[[ Document segment, beginning ]]
Time to Practice Resiliency…Again
I will be taking some time off from the hustle and bustle of the workday world to practice my resiliency in the coming weeks. In other words, I am having surgery. This will be my fourth surgery to fuse one more of six fused levels of vertebra in my neck and/or back; one of those little inconveniences in life.
So, I thought I better give my readers notice that I will take a little time off from writing after this post. I promise to be back with more articles on the Seven Dimensions of Wellness and Ageism; with potential fresh material and insights on resiliency (other than being born with a less than perfect spine); and, of course, sharing the journey that makes us Refined by Age.™
Speaking of resiliency, the last diagnostic test I had about a week ago called a discogram or discography was in itself a test of my resilience; not quite that of surgery, but a test nonetheless. It was interesting to observe.
[[ Document segment, end ]]
> [Task A]:
In the resiliency post, why does the writer notify readers in advance? Answer in one to three sentences.
> [Task B]:
According to the resiliency post, which surgery in the writer's series is the upcoming one?
> [Task C]:
Continue the resiliency post after its final sentence.
The data has no connection to the resiliency post.
[[ Supplied information, beginning ]]
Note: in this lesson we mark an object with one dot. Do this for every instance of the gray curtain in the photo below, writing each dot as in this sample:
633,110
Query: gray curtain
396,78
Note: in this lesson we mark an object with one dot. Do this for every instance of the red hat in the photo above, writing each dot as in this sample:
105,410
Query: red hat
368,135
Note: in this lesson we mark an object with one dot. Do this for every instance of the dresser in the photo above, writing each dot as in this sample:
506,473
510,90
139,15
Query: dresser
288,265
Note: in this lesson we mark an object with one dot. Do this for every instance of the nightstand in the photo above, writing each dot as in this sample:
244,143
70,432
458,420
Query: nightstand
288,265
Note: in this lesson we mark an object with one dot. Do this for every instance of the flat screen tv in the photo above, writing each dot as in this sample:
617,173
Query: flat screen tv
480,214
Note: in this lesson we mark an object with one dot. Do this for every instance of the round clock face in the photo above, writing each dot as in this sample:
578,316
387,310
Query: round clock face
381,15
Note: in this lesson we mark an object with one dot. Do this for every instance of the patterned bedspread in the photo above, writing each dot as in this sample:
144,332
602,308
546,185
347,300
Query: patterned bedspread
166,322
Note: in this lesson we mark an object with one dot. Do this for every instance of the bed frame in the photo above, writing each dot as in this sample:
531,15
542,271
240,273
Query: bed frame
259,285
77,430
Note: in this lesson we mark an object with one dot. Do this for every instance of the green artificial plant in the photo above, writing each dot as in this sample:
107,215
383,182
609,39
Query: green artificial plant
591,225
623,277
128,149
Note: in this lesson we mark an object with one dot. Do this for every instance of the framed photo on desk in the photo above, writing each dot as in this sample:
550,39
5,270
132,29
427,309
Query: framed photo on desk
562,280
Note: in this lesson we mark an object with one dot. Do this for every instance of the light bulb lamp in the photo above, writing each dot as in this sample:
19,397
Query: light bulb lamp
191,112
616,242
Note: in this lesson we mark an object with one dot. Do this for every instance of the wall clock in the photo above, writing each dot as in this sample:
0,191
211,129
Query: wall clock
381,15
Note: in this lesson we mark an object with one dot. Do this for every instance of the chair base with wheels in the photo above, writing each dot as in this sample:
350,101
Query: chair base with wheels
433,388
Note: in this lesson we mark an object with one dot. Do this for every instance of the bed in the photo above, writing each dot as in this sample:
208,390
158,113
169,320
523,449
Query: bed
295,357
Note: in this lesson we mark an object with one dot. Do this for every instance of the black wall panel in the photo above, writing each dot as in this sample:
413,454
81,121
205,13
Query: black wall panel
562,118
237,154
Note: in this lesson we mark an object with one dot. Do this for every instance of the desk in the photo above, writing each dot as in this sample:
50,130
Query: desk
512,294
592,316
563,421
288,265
[[ Supplied information, end ]]
> [Task result A]:
The writer is having surgery and will take time off from writing after this post, so readers are given notice. The writer also promises to return with more articles.

> [Task result B]:
It will be the writer's fourth surgery.

> [Task result C]:
After the doctor injected enough radioactive dye in my spinal disc to push me to a pain level of eight or nine out of 10, he withdrew the needle. I then waited to have a CT scan to show what the dye was doing in there besides causing pain. The doctor told me the fact that it caused pain was a good thing. Imagine that. That meant they had finally located the point of my chronic pain. The CT results showed my disc was leaking dye from every direction possible, so that led to a diagnosis and determination that I needed yet another spinal fusion.
Back to the discogram…I was trying to be strong and resilient after the injection as I lay on the table waiting for the CT scan. One moment the tough side of me would get all up in the face of the pain saying, “Come on. Is that all you have?”
Then reality would break through that toughness and I would cry to myself, “I want my Papa!”
The next moment my mind was challenging the pain again, “This is nothing! I’ve had worse than this before! Is this the best you can do?”
Then the pain would start to take over as I thought, “I feel like I’ll never be able to move again. What have they done?!?!” And so it went – back and forth. Kind of a variation of “good cop, bad cop” in the movies on television.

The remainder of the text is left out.